--- TEXT UNDER STUDY ---
Arnhild Schrage, Susanne N. Kolle, Maria C. Rey Moreno, Kimberly Norman, Hans Raabe, Rodger Curren, Bennard van Ravenzwaay and Robert Landsiedel

Data on eye irritation are generally needed for the hazard identification of chemicals. As the Bovine Corneal Opacity and Permeability (BCOP) test has been accepted by many regulatory agencies for the identification of corrosive and severe ocular irritants since September 2009 (OECD Test Guideline 437, TG 437), we evaluated this alternative method for routine testing at BASF. We demonstrated our technical proficiency by testing the reference standards recommended in TG 437, and 21 additional materials with published BCOP and in vivo data. Our results matched the published in vitro data very well, but with some intentionally selected false negatives (FNs) and false positives (FPs), the concordance was 77% (24/31), with
FN and FP rates of 20% (2/10) and 24% (5/21), respectively. In addition, we tested 21 in-house materials, demonstrating the utility of the BCOP assay for our own test material panel. Histopathological assessment of the corneas by light microscopy was also conducted, as this was suggested as a means of improving the identification of FNs. The histopathology corrected the classification of some FNs, but also increased the number of FPs. Parallel to the test method evaluation, we compared three new opacitometer models with the current standard device. We recommend the use of an opacitometer developed in our BASF laboratory, which has certified components and electronic data storage, resulting in what we consider to be excellent sensitivity, stability and reproducibility.

--- WHAT YOU NEED TO DO ---
Please translate this sentence from the BCOP eye irritation abstract into Spanish: "In addition, we tested 21 in-house materials, demonstrating the utility of the BCOP assay for our own test material panel."

--- RECORDS SUPPLIED ---
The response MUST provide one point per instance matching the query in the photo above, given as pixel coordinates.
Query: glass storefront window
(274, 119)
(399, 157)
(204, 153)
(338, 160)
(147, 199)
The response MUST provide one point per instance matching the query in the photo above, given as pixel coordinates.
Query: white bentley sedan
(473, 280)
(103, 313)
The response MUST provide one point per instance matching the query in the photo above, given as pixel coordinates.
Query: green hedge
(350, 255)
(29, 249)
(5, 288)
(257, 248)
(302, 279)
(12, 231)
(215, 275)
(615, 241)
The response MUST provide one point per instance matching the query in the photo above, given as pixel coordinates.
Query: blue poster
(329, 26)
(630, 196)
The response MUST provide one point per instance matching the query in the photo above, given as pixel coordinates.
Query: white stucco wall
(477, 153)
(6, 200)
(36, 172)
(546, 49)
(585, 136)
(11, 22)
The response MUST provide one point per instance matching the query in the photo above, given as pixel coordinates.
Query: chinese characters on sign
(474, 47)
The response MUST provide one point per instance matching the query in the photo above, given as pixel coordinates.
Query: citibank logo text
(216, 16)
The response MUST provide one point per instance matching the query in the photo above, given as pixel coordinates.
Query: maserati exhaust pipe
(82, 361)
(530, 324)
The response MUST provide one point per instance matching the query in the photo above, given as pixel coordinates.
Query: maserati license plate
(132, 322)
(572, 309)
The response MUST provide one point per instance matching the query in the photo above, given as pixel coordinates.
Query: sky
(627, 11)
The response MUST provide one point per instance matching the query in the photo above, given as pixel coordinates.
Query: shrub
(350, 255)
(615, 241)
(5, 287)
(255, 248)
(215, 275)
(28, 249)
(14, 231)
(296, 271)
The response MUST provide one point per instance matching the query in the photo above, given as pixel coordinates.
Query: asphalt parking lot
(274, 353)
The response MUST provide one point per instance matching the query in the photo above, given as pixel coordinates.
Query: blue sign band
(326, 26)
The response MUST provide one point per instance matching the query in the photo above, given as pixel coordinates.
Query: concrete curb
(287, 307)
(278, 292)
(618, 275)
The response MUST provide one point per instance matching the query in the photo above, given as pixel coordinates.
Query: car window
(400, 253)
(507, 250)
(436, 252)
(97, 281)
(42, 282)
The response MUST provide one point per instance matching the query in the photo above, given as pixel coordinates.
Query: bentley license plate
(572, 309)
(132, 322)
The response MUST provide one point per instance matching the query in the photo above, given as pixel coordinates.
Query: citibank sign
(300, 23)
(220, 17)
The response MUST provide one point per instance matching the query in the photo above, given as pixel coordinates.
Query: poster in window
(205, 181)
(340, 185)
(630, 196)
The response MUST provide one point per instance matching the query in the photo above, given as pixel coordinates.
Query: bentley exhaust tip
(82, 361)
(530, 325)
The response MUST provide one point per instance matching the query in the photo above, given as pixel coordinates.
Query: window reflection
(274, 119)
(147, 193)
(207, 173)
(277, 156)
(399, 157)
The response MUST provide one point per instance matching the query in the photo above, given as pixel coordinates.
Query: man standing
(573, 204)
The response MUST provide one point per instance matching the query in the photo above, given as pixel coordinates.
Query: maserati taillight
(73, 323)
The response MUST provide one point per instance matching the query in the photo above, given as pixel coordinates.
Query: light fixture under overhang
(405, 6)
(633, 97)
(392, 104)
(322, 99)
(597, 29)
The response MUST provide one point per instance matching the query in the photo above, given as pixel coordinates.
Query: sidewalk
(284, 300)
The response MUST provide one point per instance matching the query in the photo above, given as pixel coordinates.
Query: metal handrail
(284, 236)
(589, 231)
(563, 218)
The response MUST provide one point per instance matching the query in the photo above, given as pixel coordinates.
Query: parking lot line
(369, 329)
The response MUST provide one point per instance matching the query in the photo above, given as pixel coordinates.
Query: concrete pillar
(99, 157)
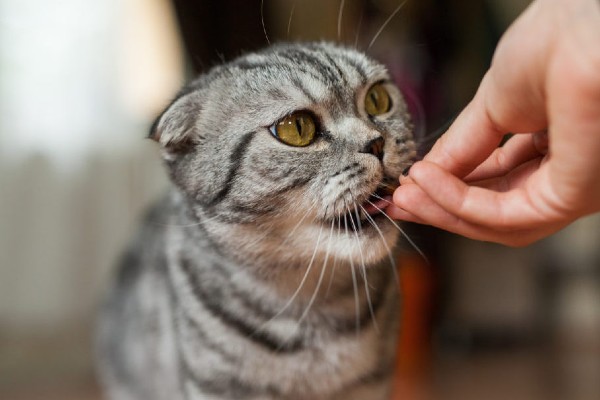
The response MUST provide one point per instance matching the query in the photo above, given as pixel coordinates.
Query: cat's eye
(378, 100)
(297, 129)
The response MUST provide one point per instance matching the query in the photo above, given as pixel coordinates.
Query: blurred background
(81, 81)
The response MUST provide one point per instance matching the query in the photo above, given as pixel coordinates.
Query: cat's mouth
(371, 209)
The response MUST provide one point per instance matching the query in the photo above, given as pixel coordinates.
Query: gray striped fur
(248, 281)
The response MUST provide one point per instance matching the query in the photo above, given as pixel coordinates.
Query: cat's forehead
(285, 77)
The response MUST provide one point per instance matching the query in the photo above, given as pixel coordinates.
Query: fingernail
(406, 171)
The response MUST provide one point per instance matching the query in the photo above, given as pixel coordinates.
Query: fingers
(425, 211)
(518, 150)
(503, 210)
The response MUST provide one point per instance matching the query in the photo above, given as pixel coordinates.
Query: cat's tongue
(375, 206)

--- RESPONSE TO THIS EXERCISE ---
Además, analizamos 21 materiales propios, lo que demostró la utilidad del ensayo BCOP para nuestro propio panel de materiales de prueba.